BEGIN

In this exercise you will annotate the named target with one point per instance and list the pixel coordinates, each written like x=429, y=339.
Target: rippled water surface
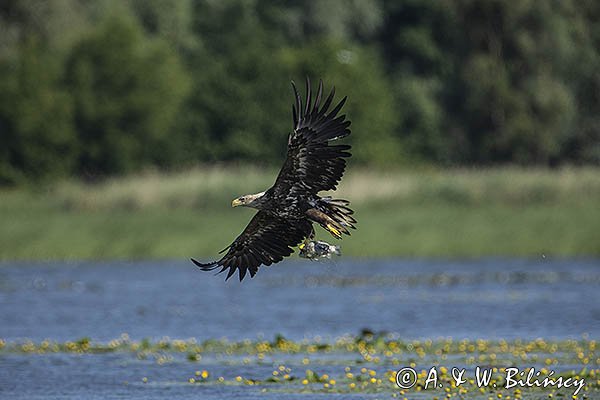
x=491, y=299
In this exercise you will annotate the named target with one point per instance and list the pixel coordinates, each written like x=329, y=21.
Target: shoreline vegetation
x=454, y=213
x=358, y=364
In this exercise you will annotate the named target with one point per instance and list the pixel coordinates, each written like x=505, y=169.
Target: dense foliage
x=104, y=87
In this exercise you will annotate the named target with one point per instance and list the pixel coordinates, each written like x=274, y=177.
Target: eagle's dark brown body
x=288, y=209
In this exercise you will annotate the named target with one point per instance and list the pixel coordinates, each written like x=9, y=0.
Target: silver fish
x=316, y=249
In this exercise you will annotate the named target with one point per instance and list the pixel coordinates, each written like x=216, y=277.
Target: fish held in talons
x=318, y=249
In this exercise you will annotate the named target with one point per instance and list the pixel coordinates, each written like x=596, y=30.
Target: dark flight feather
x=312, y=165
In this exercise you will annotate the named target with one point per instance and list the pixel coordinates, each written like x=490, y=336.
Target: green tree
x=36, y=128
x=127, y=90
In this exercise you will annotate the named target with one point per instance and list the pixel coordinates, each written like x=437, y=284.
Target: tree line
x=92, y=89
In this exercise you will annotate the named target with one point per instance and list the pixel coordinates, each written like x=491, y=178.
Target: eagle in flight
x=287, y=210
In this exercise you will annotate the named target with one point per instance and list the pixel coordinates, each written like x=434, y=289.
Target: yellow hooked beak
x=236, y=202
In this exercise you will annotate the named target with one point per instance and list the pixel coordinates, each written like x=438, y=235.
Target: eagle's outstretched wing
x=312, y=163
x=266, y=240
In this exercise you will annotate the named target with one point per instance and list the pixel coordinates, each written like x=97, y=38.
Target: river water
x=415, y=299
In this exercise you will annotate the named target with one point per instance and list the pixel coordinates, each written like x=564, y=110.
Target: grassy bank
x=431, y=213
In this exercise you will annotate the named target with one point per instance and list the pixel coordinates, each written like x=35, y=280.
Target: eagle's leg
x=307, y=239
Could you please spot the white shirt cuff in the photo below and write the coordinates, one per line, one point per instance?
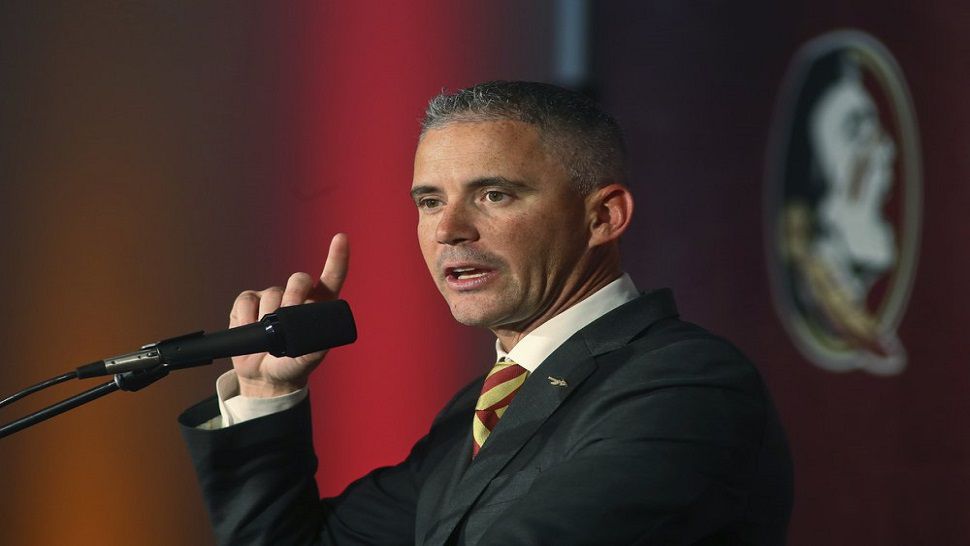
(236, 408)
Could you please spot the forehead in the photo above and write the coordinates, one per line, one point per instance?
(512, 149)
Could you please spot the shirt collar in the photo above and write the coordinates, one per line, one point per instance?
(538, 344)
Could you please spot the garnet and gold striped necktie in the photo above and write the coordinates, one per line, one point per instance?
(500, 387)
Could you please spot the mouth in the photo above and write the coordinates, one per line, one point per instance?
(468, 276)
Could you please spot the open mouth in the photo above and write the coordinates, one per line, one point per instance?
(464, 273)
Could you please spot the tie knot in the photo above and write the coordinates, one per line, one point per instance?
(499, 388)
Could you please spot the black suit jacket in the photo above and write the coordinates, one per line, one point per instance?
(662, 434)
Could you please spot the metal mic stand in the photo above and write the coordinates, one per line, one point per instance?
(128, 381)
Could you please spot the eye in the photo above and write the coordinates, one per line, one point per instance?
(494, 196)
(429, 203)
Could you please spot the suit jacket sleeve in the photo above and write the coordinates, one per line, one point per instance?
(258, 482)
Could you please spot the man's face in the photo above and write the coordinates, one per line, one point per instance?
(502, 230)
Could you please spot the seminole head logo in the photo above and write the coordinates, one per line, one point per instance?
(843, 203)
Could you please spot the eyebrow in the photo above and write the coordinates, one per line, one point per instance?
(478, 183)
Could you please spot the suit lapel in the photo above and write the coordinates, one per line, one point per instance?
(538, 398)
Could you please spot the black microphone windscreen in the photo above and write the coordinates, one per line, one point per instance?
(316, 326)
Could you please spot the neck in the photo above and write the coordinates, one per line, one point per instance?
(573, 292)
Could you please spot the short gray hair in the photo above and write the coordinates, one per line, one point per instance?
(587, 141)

END

◆ Task item
Output consists of exactly the lines from the one containing "Could you please spot the suit jacket" to the end of the records above, retyped without change and with nothing extra.

◆ Problem solution
Could you please spot the suit jacket sleeve in the photo above and write the coordinates, one per line, one point per instance?
(258, 482)
Could you please spot the man's face in the photo above and write the coordinates, one per line, one point per instance?
(502, 230)
Could you please spot the seminole head logo in the photo above and write the coordinates, one per line, one point per instance?
(843, 203)
Could you please spot the eyebrow in the photo above and write the coordinates, one per line, one point per instance?
(478, 183)
Could you please spot the suit lapel in the photo above and write the coordinates, one per line, one point per instance?
(538, 398)
Could you please spot the black microphone windscreen in the photo above and write the coordinates, one per line, one point per instance?
(316, 326)
Could you please spot the neck in the photo above and write the coordinates, one per line, one point per instance?
(573, 292)
Could you please spot the short gray hair in the photo above and write the coordinates, one per line, one point per instance?
(587, 141)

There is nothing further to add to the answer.